◆ Assigned task 1 ◆
Answer these questions from the post about penal substitutionary atonement, one per line:
(a) Which church is Rob Buckingham of?
(b) Which story from Acts does Buckingham explore in his latest article?
(c) What is the third reason the writer gives for why the pastor's argument fails?
◆ Assigned task 2 ◆
Pick up the post about penal substitutionary atonement after its last sentence and extend it.
Document section Block Start
He’s done it again!
Last week I wrote about a local pastor who has come out and publicly rejected penal substitutionary atonement (PSA). I explained how his argument fails on several fronts: 1. It fails because the Bible repeatedly and consistently affirms PSA and that it is central to the atonement, 2. It fails in that PSA has been taught and believed by Christians throughout church history, 3. By rejecting PSA, he strips people of the only hope we have for the forgiveness of sins and new life.
In my article, I also observed that there is a connection between rejecting PSA and rejecting the Bible’s teaching on human sexuality and sin. Those who follow the new sexual narrative eventually end up redefining the gospel and the heart of the atonement. Rob Buckingham of Bayside Church is simply the latest of a litany of pastors and churches that are following that trajectory.
Calling out local pastors isn’t something I like to do, hence why I have rarely done so. I’m thankful to God for the local pastors who are preaching the gospel and faithfully upholding God’s word and ways. Praise God for them! This instance is somewhat different because Rob Buckingham is a notable figure around Melbourne and there are 10,000s of people living in the area where he teaches (and where I also serve). It’s one thing for the average secular Steve and Lucy to cast aspersions on the Bible, but it’s a very different game when a church representative encourages people to doubt and disbelieve God.
It turns out, it’s not only the atonement and sexual ethics where Buckingham does a rewiring of the Bible. Buckingham believes other bits of the Bible aren’t true either.
Acts 5:1-11 is historical

In his latest article, Buckingham explores the story of Ananias and Sapphira from Acts ch.5. The story is, as Buckingham admits, disturbing. However, rather than accepting the story as true and historical (as we are meant to read it), Buckingham wants us to think the story is almost certainly not real. Why? Because as he explains, the God presented in Acts 5 isn’t the kind of God he wants to worship, therefore the story is probably untrue.
Document section Block End
Study material Block Start
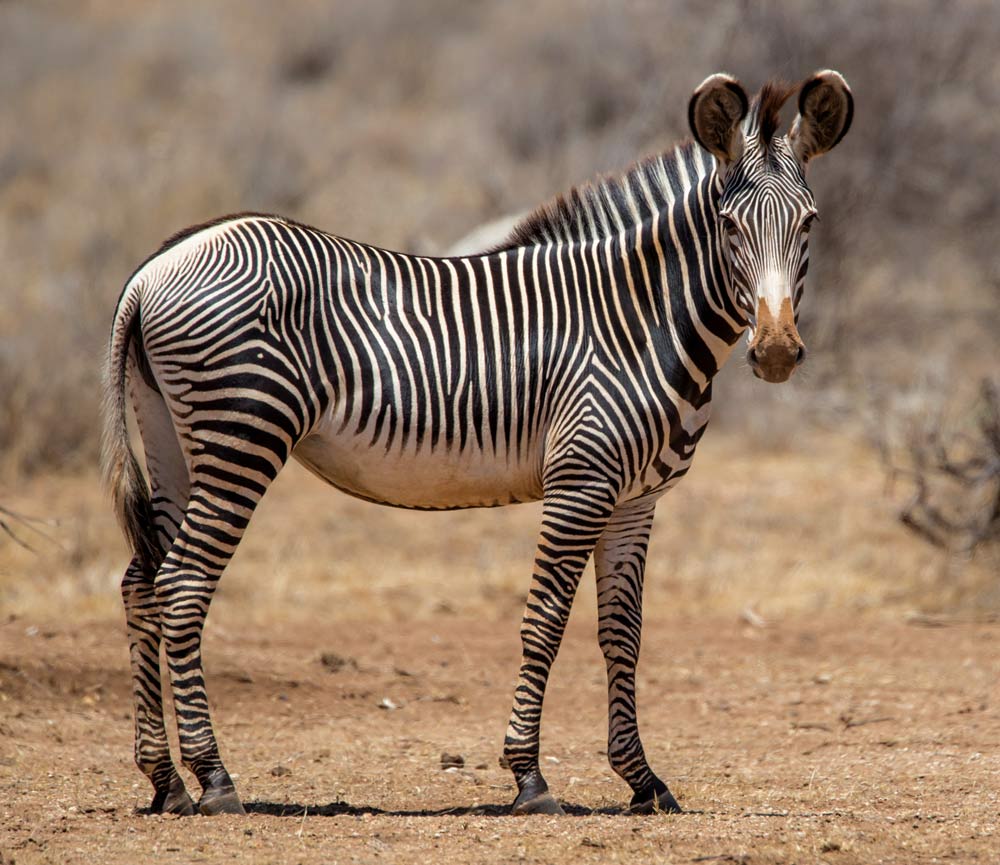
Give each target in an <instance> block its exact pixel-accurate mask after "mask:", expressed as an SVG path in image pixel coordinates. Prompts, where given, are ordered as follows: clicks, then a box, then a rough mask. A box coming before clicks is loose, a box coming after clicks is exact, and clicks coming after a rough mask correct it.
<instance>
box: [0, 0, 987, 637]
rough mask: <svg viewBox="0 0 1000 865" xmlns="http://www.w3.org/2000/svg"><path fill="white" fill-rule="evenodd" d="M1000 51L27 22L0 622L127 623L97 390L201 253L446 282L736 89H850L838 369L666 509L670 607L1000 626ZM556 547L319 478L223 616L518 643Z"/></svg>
mask: <svg viewBox="0 0 1000 865" xmlns="http://www.w3.org/2000/svg"><path fill="white" fill-rule="evenodd" d="M998 45H1000V6H998V5H997V4H996V3H994V2H986V0H983V2H976V0H968V2H963V3H961V4H940V3H937V2H933V0H910V2H903V0H900V2H895V3H894V2H870V0H845V2H840V3H836V4H831V3H827V2H805V0H803V2H785V3H768V2H759V3H756V2H735V3H734V2H712V0H707V2H706V0H701V2H684V0H655V2H654V0H617V2H611V0H603V2H602V0H546V2H530V3H529V2H522V0H511V2H471V0H435V2H424V3H411V2H406V0H377V2H375V0H373V2H360V0H358V2H331V0H324V2H318V0H311V2H307V0H300V2H297V3H295V4H291V5H289V4H278V3H274V2H269V0H238V2H237V0H218V2H213V3H211V4H207V3H202V2H194V0H172V2H147V3H143V4H134V3H131V2H126V0H87V2H79V0H78V2H68V0H66V2H62V0H46V2H36V0H4V2H0V106H2V108H0V111H2V116H3V120H2V123H0V261H2V263H3V266H2V270H0V298H2V303H0V508H2V510H0V604H2V608H3V610H4V611H5V612H7V613H9V614H11V615H17V616H28V617H31V616H44V615H46V614H55V612H57V611H58V610H64V609H67V608H71V609H74V610H78V611H80V613H81V615H84V614H87V615H90V614H93V615H98V616H104V615H117V612H116V606H117V603H118V599H117V589H116V586H117V583H118V580H119V578H120V574H121V571H122V570H123V568H124V565H125V563H126V559H127V556H126V553H125V550H124V545H123V543H122V541H121V539H120V537H119V535H118V532H117V528H116V526H115V525H114V523H113V521H112V519H111V517H110V509H109V507H108V505H107V502H106V499H105V497H104V495H103V493H102V491H101V490H100V487H99V482H98V473H97V454H98V437H99V405H100V397H99V393H100V389H99V382H100V367H101V363H102V359H103V354H104V351H105V343H106V339H107V332H108V328H109V325H110V320H111V313H112V310H113V307H114V305H115V301H116V299H117V296H118V293H119V291H120V289H121V287H122V285H123V284H124V282H125V281H126V279H127V278H128V276H129V274H130V273H131V271H132V269H133V268H134V267H135V266H136V265H137V264H138V263H139V262H141V261H142V260H143V259H144V258H145V256H147V255H148V254H149V253H150V252H151V251H153V250H154V249H156V247H157V246H158V244H159V243H160V242H161V241H162V240H163V239H164V238H166V237H167V236H169V235H170V234H172V233H173V232H175V231H177V230H178V229H180V228H183V227H185V226H187V225H189V224H191V223H195V222H199V221H203V220H206V219H210V218H213V217H215V216H218V215H221V214H224V213H230V212H236V211H243V210H259V211H266V212H276V213H281V214H284V215H287V216H290V217H293V218H295V219H297V220H301V221H304V222H308V223H312V224H315V225H318V226H320V227H322V228H325V229H327V230H329V231H331V232H334V233H338V234H342V235H345V236H348V237H352V238H355V239H359V240H364V241H367V242H371V243H374V244H377V245H381V246H386V247H390V248H394V249H399V250H405V251H412V252H419V253H423V254H440V253H443V252H444V251H446V250H448V249H449V248H450V247H451V246H452V244H453V243H454V242H456V241H457V240H458V239H459V238H461V237H462V236H463V235H465V234H466V233H467V232H469V231H470V230H472V229H473V228H475V227H476V226H478V225H481V224H483V223H486V222H489V221H492V220H495V219H498V218H502V217H505V216H507V215H509V214H514V213H518V212H521V211H524V210H525V209H529V208H531V207H533V206H535V205H537V204H539V203H540V202H541V201H543V200H545V199H547V198H548V197H550V196H552V195H554V194H556V193H558V192H561V191H565V190H566V189H568V188H569V187H570V186H572V185H573V184H575V183H579V182H582V181H584V180H587V179H588V178H591V177H593V176H594V175H595V174H597V173H600V172H611V171H616V170H620V169H623V168H624V167H626V166H627V165H628V164H629V163H630V162H631V161H633V160H634V159H636V158H638V157H640V156H642V155H645V154H648V153H651V152H655V151H656V150H658V149H664V148H666V147H669V146H670V145H671V144H672V143H673V142H674V141H676V140H677V139H679V138H683V137H686V136H687V134H688V132H687V128H686V107H687V100H688V97H689V95H690V93H691V91H692V90H693V89H694V87H696V86H697V84H698V83H699V82H700V81H701V80H702V79H703V78H704V77H705V76H706V75H708V74H710V73H711V72H714V71H718V70H726V71H729V72H732V73H733V74H735V75H737V76H738V77H740V78H741V80H742V81H743V82H744V84H745V85H746V86H747V88H748V89H752V90H755V89H756V88H758V87H759V86H760V85H761V84H762V83H763V82H764V81H765V80H766V79H767V78H769V77H782V78H785V79H789V80H800V79H801V78H803V77H805V76H806V75H808V74H809V73H810V72H812V71H813V70H815V69H819V68H824V67H832V68H836V69H838V70H840V71H841V72H843V73H844V74H845V76H846V77H847V79H848V80H849V82H850V83H851V85H852V88H853V90H854V93H855V98H856V108H857V110H856V114H855V121H854V126H853V128H852V130H851V132H850V134H849V135H848V136H847V138H846V139H845V140H844V141H843V142H842V143H841V144H840V145H839V146H838V148H837V150H836V151H834V152H833V153H832V154H830V155H829V156H828V157H826V158H824V159H822V160H819V161H818V162H817V163H816V164H815V165H814V166H813V167H812V168H811V171H810V183H811V184H812V186H813V189H814V192H815V194H816V197H817V200H818V202H819V206H820V212H821V217H822V224H821V225H820V226H819V229H818V230H817V231H815V232H814V233H813V239H812V241H811V271H810V276H809V280H808V286H807V296H806V300H805V303H804V317H803V322H802V327H801V330H802V334H803V337H804V339H805V342H806V343H807V345H808V346H809V348H810V350H811V351H810V360H809V362H808V364H807V365H806V367H805V369H804V370H803V373H802V374H801V375H798V376H797V377H796V378H795V380H794V381H793V382H792V383H790V384H788V385H784V386H780V387H776V386H770V385H766V384H763V383H761V382H758V381H756V380H754V379H753V378H752V376H751V375H750V373H749V371H748V370H747V369H746V367H745V364H744V363H743V361H742V359H741V357H740V355H741V354H742V353H741V352H736V353H735V354H734V358H733V360H732V361H731V362H730V366H729V367H728V368H727V369H726V370H725V371H724V373H723V374H722V376H721V380H720V383H719V387H718V395H717V399H716V403H715V406H716V414H715V419H714V420H713V429H712V430H711V431H710V432H709V434H708V435H707V436H706V439H705V443H704V444H703V445H702V448H701V450H700V451H699V457H698V459H696V461H695V466H694V469H693V470H692V472H691V474H690V476H689V478H688V479H686V480H685V482H684V483H683V484H681V485H680V487H678V489H677V491H676V492H674V493H672V494H671V495H670V496H668V497H667V499H665V500H664V502H663V503H662V504H661V506H660V508H659V511H660V513H659V519H658V521H657V528H656V533H655V535H654V540H653V547H652V550H651V561H650V573H651V577H650V580H651V584H652V581H653V580H655V581H656V586H657V591H656V593H654V594H651V598H650V602H649V603H650V605H651V611H652V612H653V614H654V615H655V614H657V613H658V612H662V614H663V615H668V614H670V615H672V614H677V613H678V612H679V613H680V614H685V613H694V612H699V611H702V610H704V609H715V610H719V609H721V610H724V611H730V610H731V611H733V612H734V613H739V612H740V611H747V610H749V611H750V612H751V613H754V614H759V615H762V616H766V617H769V616H780V615H783V614H785V613H786V612H813V611H821V610H824V609H830V608H847V609H858V610H889V611H891V612H892V613H893V614H896V613H899V612H906V611H913V610H916V611H921V612H928V611H929V612H941V611H945V612H947V611H950V612H952V613H955V612H956V611H964V612H963V614H967V613H968V612H969V611H975V613H976V614H977V615H980V614H983V613H984V611H985V613H987V614H993V613H995V612H996V611H997V610H998V609H1000V589H998V576H997V574H998V570H1000V555H998V552H997V537H998V532H997V527H998V520H1000V498H998V495H1000V494H998V492H997V486H998V484H1000V433H998V431H997V428H998V425H1000V423H998V421H997V417H996V412H997V404H996V391H995V389H994V390H991V389H990V382H992V383H993V387H994V388H995V385H996V382H997V381H998V375H1000V339H998V333H1000V304H998V300H1000V253H998V240H1000V172H998V169H997V141H998V140H1000V52H998V51H997V46H998ZM789 119H790V118H789ZM32 518H35V521H33V519H32ZM536 520H537V509H534V508H533V507H531V506H524V507H522V508H508V509H504V510H502V511H494V512H486V513H468V514H447V515H445V514H430V515H428V514H406V513H400V512H395V511H390V510H388V509H379V508H376V507H374V506H370V505H364V504H361V503H357V502H353V501H351V500H348V499H346V498H345V497H343V496H341V495H339V494H337V493H335V492H333V491H332V490H327V489H326V488H324V487H323V486H322V485H321V484H320V483H319V482H318V481H315V480H313V479H312V478H310V477H308V476H307V475H306V474H305V473H304V472H303V471H302V470H300V469H298V468H297V467H292V468H290V469H288V470H286V472H285V473H284V474H283V475H282V477H281V478H280V479H279V482H278V483H277V484H276V485H275V488H274V490H273V491H272V493H271V494H269V496H268V498H267V499H266V500H265V502H264V504H263V506H262V508H261V510H260V512H259V514H258V516H257V517H256V518H255V526H254V527H252V528H251V530H250V532H249V535H248V538H247V540H246V541H245V544H244V547H243V548H241V552H240V554H239V556H238V557H237V562H236V563H235V565H234V569H236V570H239V571H240V573H239V574H234V573H230V575H229V576H228V577H227V580H226V581H224V582H223V589H222V591H221V595H222V598H224V599H225V600H222V601H221V605H222V608H223V611H225V610H230V611H232V614H233V615H236V614H237V613H238V614H239V615H241V616H245V615H251V616H254V615H259V616H265V615H276V614H277V613H278V611H281V612H282V613H283V614H287V615H289V616H294V615H297V614H298V611H300V610H302V609H303V608H304V607H309V608H310V611H315V610H316V609H319V610H321V611H322V615H324V616H329V617H338V616H342V617H352V616H364V617H383V618H390V619H391V618H396V617H403V616H408V615H424V614H427V615H431V614H437V613H449V612H459V613H463V612H465V613H468V614H470V615H483V614H490V613H492V614H496V615H504V616H506V615H510V616H511V618H512V621H513V620H516V617H517V615H519V608H520V603H521V600H522V598H523V593H524V591H525V589H526V586H527V571H528V569H529V567H530V561H531V553H532V549H533V544H534V539H535V521H536ZM260 524H264V525H266V526H267V528H266V529H261V527H260ZM387 537H389V538H392V539H393V543H392V544H391V545H390V544H386V543H385V539H386V538H387ZM28 547H30V549H29V548H28ZM582 594H583V595H586V596H587V599H586V600H585V601H584V602H583V603H584V604H585V605H586V604H591V605H592V599H590V597H589V596H590V594H592V591H583V592H582ZM515 611H517V612H515ZM220 615H226V613H225V612H223V613H221V614H220Z"/></svg>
Study material Block End
◆ Task answer 1 ◆
(a) Bayside Church.
(b) The story of Ananias and Sapphira from Acts chapter 5.
(c) By rejecting penal substitutionary atonement, he strips people of the only hope we have for the forgiveness of sins and new life.

◆ Task answer 2 ◆
“A literal understanding of this story troubles me because it doesn’t appear to reflect God’s nature of unfailing love and forgiveness.”
I’ll come back to this thesis later on. But let’s notice the idea that weaves throughout Buckingham’s presentation of Acts 5,
‘The story may be a parable rather than a literal historical event.’
“what KIND of truth is found in Acts 5? Is it factual, or is it symbolic, a parable designed to teach truth while itself not being a true story?”
“People sometimes get hung up on facts rather than truth.”
He then raises doubts in readers’ minds, suggesting that maybe Peter got it wrong,
“Peter pronounced the sentence, possibly operating a gift of the Holy Spirit. Was he a novice in using these powers? Did he learn from this?”
We’re not meant to imitate Bultmann
It’s like Buckingham heard someone mention Rudolf Bultmann and decided, ‘demythologisation is the way to go!’ For those who are unaware, Bultmann was a 20th Century theologian who thought the Bible was largely unbelievable and so he stripped the pages of much of its history and instead tried to find metaphorical and moral meaning in the text. Just as Buckingham has found a moral nugget for his readers to keep. Apparently, Acts 5 is there to teach us, ‘Honesty is the best policy’!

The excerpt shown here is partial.